_Aufgaben_
(a) Stimmen die folgenden Aussagen mit dem Text über den Jakobusbrief überein? Antworte jeweils mit Ja oder Nein und zitiere die entscheidenden Worte des Textes wörtlich.
(i) Der Brief des Jakobus ist an die Versammlung gerichtet.
(ii) Die Judenchristen blieben bis zum Ende der neutestamentlichen Geschichte Juden.
(iii) Der Brief beansprucht apostolische Autorität über die Menschen, an die er sich richtet.
(b) Schreib den Text über den Jakobusbrief nach seinem letzten Satz weiter.

_Lesetext_
======
Betrachtung über Jakobus (Synopsis)

Einleitung

Betrachtung über Jakobus (Synopsis)

Der Brief des Jakobus ist nicht an die Versammlung gerichtet. Er beansprucht auch nicht den Boden apostolischer Autorität über die Personen, an welche er gerichtet ist. Er ist eine praktische Ermahnung, welche die zwölf Stämme sowie die Verbindung der Judenchristen mit ihnen noch anerkennt, geradeso wie der Prophet Jona sich an die Heiden wandte, obwohl das jüdische Volk seinen besonderen Platz vor Gott hatte. Der Geist Gottes gibt hier dem Verhältnis Gottes zu Israel noch seine Anerkennung, wie Er in dem anderen Fall Beziehungen zu den Heiden zugibt. Auch bestätigt Er die Rechte Gottes, die unveränderlich sind, was auch immer die besonderen Vorrechte sein mögen, die der Versammlung oder dem Volk Israel eingeräumt sind. Wir wissen, dass die Judenchristen geschichtlich Juden blieben bis zum Ende der neutestamentlichen Geschichte, ja, dass sie selbst Eiferer für das Gesetz waren. Das kommt uns freilich seltsam vor, aber Gott trug es eine Zeitlang in Geduld.
======
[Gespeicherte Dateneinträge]
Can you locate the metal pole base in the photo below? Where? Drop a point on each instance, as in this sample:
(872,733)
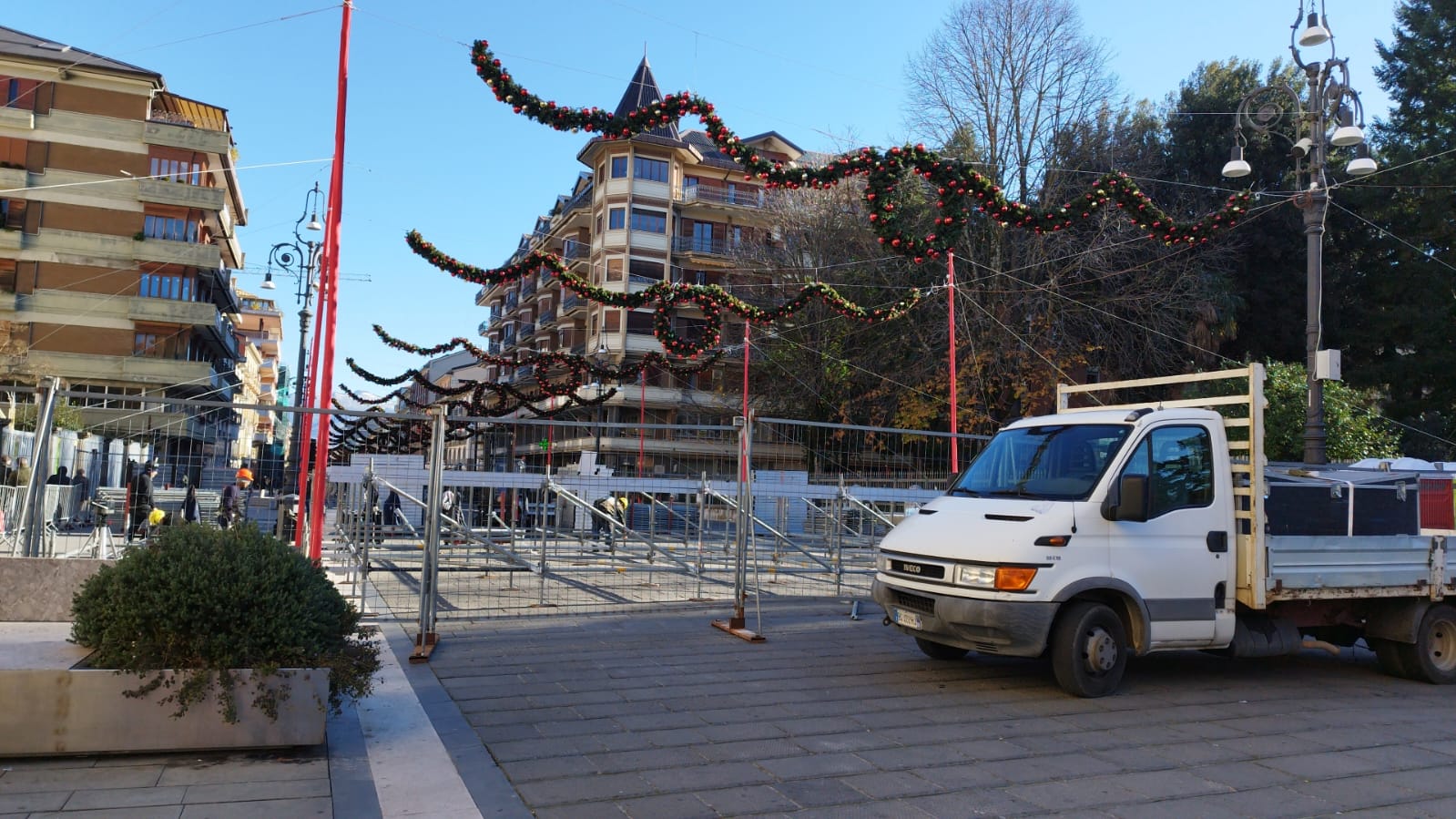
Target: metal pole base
(736,626)
(424,644)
======
_Lösungen_
(a)
(i) Nein: „Der Brief des Jakobus ist nicht an die Versammlung gerichtet.“
(ii) Ja: „Wir wissen, dass die Judenchristen geschichtlich Juden blieben bis zum Ende der neutestamentlichen Geschichte“
(iii) Nein: „Er beansprucht auch nicht den Boden apostolischer Autorität über die Personen, an welche er gerichtet ist.“

(b)
Die christliche Lehre ist nicht der Gegenstand dieses Briefes. Vielmehr gibt er Gott seinen Platz in dem Gewissen und im Blick auf alles, was uns umgibt. So gürtet er die Lenden des Christen, indem er ihm auch die nahe Ankunft des Herrn sowie die Zucht, die Er gegenwärtig ausübt, vor Augen stellt – eine Zucht, über welche die Versammlung Gottes Verständnis besitzen und auf die sie eine entsprechende Tätigkeit gründen sollte. Außerdem wird die Welt und alles, was in ihr eine Rolle spielt, vom göttlichen Gesichtspunkt aus beurteilt.

Einige Bemerkungen über die Stellung der Christen (d. i. über die Weise, wie diese Stellung hier mit Bezug auf Israel betrachtet wird) werden uns zum besseren Verständnis dieses Teiles des Wortes behilflich sein.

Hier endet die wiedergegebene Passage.